— Begin —

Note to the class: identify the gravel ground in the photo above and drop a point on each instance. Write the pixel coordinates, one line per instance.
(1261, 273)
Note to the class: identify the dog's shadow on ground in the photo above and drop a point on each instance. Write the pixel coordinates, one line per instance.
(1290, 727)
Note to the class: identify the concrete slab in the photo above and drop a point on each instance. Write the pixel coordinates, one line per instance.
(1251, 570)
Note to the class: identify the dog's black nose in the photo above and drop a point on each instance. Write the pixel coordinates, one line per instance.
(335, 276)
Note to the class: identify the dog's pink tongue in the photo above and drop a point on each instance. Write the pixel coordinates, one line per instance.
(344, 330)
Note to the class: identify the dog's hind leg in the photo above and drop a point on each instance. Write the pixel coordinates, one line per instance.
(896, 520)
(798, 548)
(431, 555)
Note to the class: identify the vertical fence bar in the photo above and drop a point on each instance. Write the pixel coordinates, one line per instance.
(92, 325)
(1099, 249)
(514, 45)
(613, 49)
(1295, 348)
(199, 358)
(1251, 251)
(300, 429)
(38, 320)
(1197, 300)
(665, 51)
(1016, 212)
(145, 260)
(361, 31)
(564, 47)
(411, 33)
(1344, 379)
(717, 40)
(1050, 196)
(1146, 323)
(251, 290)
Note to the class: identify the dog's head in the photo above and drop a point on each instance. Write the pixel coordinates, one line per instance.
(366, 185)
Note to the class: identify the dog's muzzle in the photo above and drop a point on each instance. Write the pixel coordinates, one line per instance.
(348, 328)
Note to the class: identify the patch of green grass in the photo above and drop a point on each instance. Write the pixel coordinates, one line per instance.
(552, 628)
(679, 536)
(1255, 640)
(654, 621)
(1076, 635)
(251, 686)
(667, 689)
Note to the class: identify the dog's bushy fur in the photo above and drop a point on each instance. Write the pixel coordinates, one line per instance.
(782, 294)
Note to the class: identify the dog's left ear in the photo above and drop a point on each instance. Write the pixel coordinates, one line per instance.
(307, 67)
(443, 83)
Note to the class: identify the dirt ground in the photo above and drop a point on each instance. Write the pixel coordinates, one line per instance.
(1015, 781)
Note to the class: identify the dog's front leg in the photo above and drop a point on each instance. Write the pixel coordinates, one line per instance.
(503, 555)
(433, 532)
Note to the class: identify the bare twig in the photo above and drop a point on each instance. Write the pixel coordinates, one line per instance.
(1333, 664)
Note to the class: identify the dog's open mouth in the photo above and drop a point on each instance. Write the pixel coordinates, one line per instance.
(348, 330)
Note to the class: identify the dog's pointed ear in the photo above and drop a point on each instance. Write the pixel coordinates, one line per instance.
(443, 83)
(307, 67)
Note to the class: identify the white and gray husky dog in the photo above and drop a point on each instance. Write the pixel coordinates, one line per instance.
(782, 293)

— End —

§ STATED TASK: Starting with the line that contains "Note to the class: identify the dog's front" and going on through the line that contains "(1333, 664)", write out that part of the listing again with "front leg" renamed to "foreleg" and everything else unchanged.

§ TASK RESPONSE:
Note to the class: identify the dog's foreleg in the photo above and drop a point on each instance. Write the pixel coordinates, one line per instance.
(503, 555)
(433, 532)
Note to the class: identify the bare twig in the photo above and drop a point on each instance. Write the pixel coordinates, one line per instance.
(1333, 664)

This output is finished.